I suspect the answer is (d), I'd just like some guidance to get started.
Related
Everywhere I've tried using map, fmap has worked as well. Why did the creators of Haskell feel the need for a map function? Couldn't it just be what is currently known as fmap and fmap could be removed from the language?
I would like to make an answer to draw attention to augustss's comment:
That's not actually how it happens. What happened was that the type of map was generalized to cover Functor in Haskell 1.3. I.e., in Haskell 1.3 fmap was called map. This change was then reverted in Haskell 1.4 and fmap was introduced. The reason for this change was pedagogical; when teaching Haskell to beginners the very general type of map made error messages more difficult to understand. In my opinion this wasn't the right way to solve the problem.
Haskell 98 is seen as a step backwards by some Haskellers (including me), previous versions having defined a more abstract and consistent library. Oh well.
Quoting from the Functor documentation at https://wiki.haskell.org/Typeclassopedia#Functor
You might ask why we need a separate map function. Why not just do
away with the current list-only map function, and rename fmap to map
instead? Well, that’s a good question. The usual argument is that
someone just learning Haskell, when using map incorrectly, would much
rather see an error about lists than about Functor.
They look the same on the application site but they're different, of course. When you apply either of those two functions, map or fmap, to a list of values they will produce the same result but that doesn't mean they're meant for the same purpose.

Instructions for the task.
In the discussion of map and fmap above, retype the passage that begins with the words containing "Haskell 98 is" and ends with "the same purpose.".

Extracted material.
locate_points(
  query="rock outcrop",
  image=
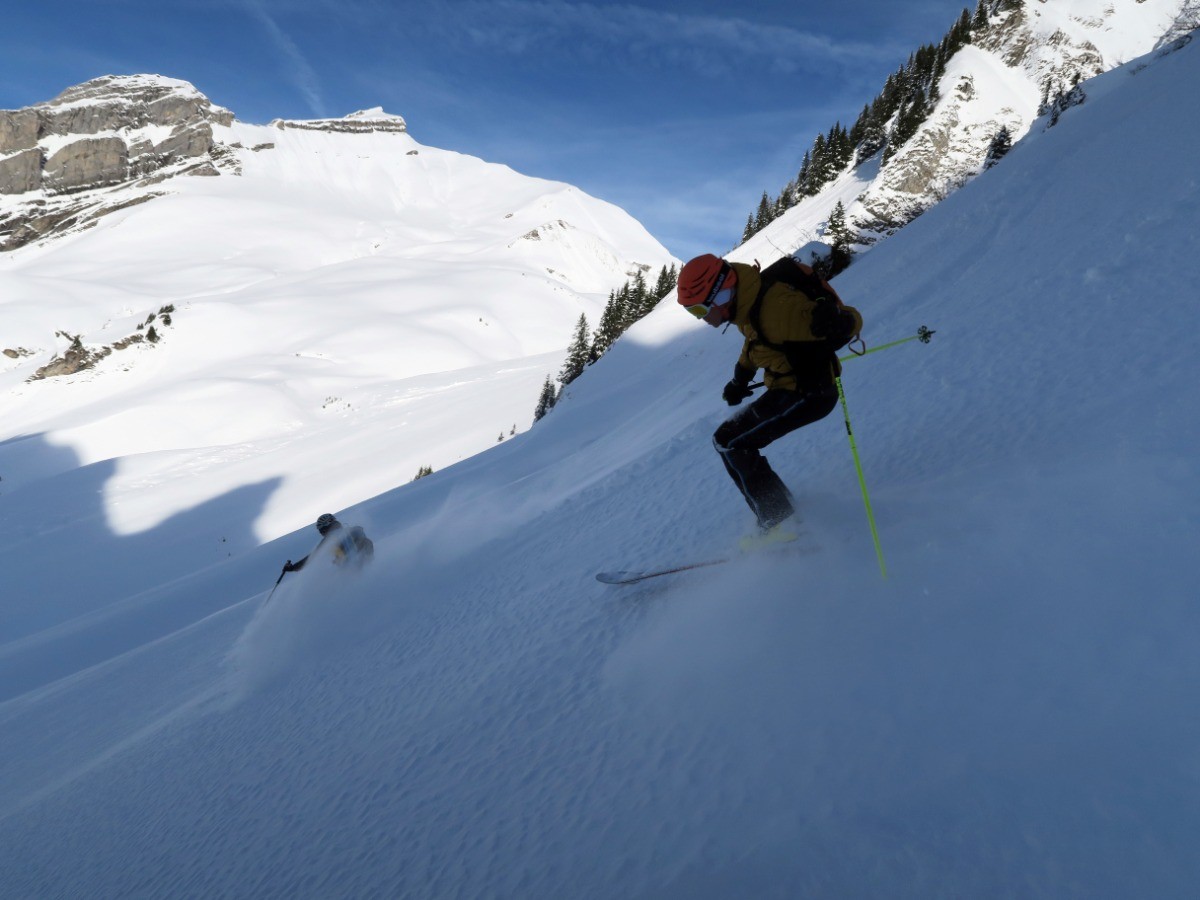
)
(105, 132)
(67, 162)
(103, 145)
(365, 121)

Result of this exercise.
Haskell 98 is seen as a step backwards by some Haskellers (including me), previous versions having defined a more abstract and consistent library. Oh well.
Quoting from the Functor documentation at https://wiki.haskell.org/Typeclassopedia#Functor
You might ask why we need a separate map function. Why not just do
away with the current list-only map function, and rename fmap to map
instead? Well, that’s a good question. The usual argument is that
someone just learning Haskell, when using map incorrectly, would much
rather see an error about lists than about Functor.
They look the same on the application site but they're different, of course. When you apply either of those two functions, map or fmap, to a list of values they will produce the same result but that doesn't mean they're meant for the same purpose.